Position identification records

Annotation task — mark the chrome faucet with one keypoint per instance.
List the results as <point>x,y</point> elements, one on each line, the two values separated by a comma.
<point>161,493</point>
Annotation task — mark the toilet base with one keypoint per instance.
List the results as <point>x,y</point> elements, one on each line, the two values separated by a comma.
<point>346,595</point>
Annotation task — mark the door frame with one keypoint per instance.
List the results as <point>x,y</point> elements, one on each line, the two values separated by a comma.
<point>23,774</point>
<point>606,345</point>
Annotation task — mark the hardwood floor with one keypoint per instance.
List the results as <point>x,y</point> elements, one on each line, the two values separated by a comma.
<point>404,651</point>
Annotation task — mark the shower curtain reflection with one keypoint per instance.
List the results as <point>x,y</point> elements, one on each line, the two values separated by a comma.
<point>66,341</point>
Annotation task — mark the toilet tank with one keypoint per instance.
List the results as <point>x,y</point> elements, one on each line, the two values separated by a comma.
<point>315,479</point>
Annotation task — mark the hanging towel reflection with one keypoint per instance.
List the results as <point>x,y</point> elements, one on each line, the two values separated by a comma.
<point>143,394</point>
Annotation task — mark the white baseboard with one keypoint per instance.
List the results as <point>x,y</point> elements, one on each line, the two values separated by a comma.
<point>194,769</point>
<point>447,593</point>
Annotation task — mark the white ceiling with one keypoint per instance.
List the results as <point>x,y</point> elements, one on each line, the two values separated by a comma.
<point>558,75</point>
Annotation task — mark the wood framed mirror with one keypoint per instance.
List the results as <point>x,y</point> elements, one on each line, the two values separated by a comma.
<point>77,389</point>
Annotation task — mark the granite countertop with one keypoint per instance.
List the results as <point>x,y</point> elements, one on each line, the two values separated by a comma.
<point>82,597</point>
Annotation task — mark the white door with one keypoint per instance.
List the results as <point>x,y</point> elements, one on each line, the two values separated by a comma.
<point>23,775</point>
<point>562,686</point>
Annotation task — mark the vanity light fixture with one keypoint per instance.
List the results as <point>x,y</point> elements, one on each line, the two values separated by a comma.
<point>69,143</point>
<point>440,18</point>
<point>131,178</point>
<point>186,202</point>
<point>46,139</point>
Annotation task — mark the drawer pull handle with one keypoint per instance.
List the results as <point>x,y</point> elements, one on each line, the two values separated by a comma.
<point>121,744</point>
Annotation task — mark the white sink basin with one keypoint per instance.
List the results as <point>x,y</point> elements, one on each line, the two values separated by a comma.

- Requirement: Reproduce every item above word for word, line by line.

- Expected answer:
Annotation task — mark the chrome faucet with one keypoint per instance.
List the results as <point>x,y</point> elements, one on each line, the two values separated by a comma.
<point>161,493</point>
Annotation task — mark the toilet base with one keypoint per instance.
List the results as <point>x,y</point> elements, one on each line, the two values separated by a comma.
<point>346,595</point>
Annotation task — mark the door frame with one keypoint per instance.
List the results as <point>x,y</point> elements, one on each line, the two values separated by a comma.
<point>23,774</point>
<point>606,345</point>
Annotation task — mark the hardwood floor with one keypoint per instance.
List the results as <point>x,y</point> elements, one on each line, the two values separated by a comma.
<point>404,651</point>
Annotation task — mark the shower curtain reflection with one keypoint per instance.
List the results as <point>x,y</point> elements, one on each line, the two values separated by a comma.
<point>66,341</point>
Annotation task — mark the toilet tank with one keypoint per instance.
List the results as <point>x,y</point> elements, one on each line, the two values separated by a comma.
<point>315,479</point>
Annotation task — mark the hanging towel reflection with one keypoint per instance.
List the results as <point>x,y</point> elements, one on each line, the two values separated by a comma.
<point>143,394</point>
Annotation task — mark the white baseboard with one keypoint per instance.
List the results as <point>x,y</point> elements, one on each line, the two values separated by a comma.
<point>194,769</point>
<point>447,593</point>
Annotation task — mark the white ceiling with one keypoint per instance.
List the results as <point>x,y</point> elements, one on each line, the two values separated by a comma.
<point>558,75</point>
Annotation task — mark the wood framed mirror with one keypoint per instance.
List the results as <point>x,y</point> elements, one on each line, the two values separated by a comma.
<point>77,389</point>
Annotation task — mark the granite countertop with one keypoint per instance.
List the results as <point>x,y</point> elements, one on each line, the two values separated by a comma.
<point>82,597</point>
Annotation task — mark the white door with one keypoint per instance.
List the results as <point>x,y</point> elements, one on each line, the two values separated by a comma.
<point>23,775</point>
<point>562,686</point>
Annotation task — mark the vanity light fixture with one keypoint per instance.
List the results as <point>x,y</point> elements, one on each line, the two values separated by a comma.
<point>69,143</point>
<point>440,18</point>
<point>131,178</point>
<point>186,202</point>
<point>46,139</point>
Annotation task — mark the drawer pull handle with one keypoint per instance.
List the results as <point>x,y</point> elements, one on each line, the two values separated by a comma.
<point>121,744</point>
Annotation task — mark the white sink basin with one keypoint per instance.
List the results as <point>x,y</point> elements, one on each line, the two values separated by a comma.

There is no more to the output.